▶ [Problem to work on]
Repeat all the lines below exactly, but omit the pictures.

BEGIN Records to use

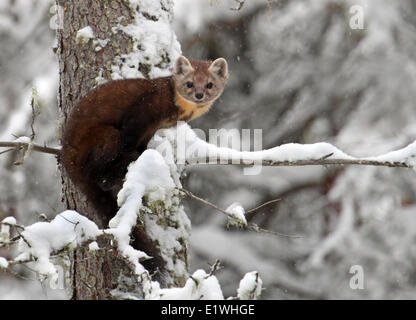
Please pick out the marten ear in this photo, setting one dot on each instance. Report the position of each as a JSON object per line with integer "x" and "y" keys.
{"x": 182, "y": 66}
{"x": 220, "y": 68}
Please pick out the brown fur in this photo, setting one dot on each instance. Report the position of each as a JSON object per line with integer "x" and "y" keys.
{"x": 111, "y": 126}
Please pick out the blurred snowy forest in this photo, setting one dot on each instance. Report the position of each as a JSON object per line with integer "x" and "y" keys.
{"x": 299, "y": 73}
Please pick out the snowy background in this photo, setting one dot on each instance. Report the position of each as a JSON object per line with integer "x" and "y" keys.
{"x": 299, "y": 73}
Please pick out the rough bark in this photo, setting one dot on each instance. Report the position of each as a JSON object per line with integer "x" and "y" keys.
{"x": 82, "y": 64}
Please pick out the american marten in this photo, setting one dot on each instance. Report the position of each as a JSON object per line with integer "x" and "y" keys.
{"x": 111, "y": 126}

END Records to use

▶ [Result of the task]
Please pick out the marten ear in this photo, setting one dot on each instance. Report the position of each as a JSON object per line with integer "x" and "y" keys.
{"x": 182, "y": 66}
{"x": 220, "y": 68}
Please pick out the brown fur in this photo, setting one dot on each instance. Report the position of each as a JSON object per line with integer "x" and "y" keys.
{"x": 111, "y": 126}
Please pick out the blurred snowy forest in this photo, setting one dot on each instance. Report the position of each as a JSON object per line with integer "x" and "y" keys.
{"x": 299, "y": 73}
Please pick out the snowy background in this photo, setting one dot on each instance. Report the position of each as a JSON object per line with integer "x" and "y" keys.
{"x": 299, "y": 73}
Please pick out the rough bark in this photo, setting one dot on each instance. Report the position of each as a JSON object per line with integer "x" and "y" keys.
{"x": 82, "y": 64}
Please pick out the american marten in this photo, setting one dot on each instance. Report the position of each as a JSON object per line with integer "x" and "y" keys.
{"x": 111, "y": 126}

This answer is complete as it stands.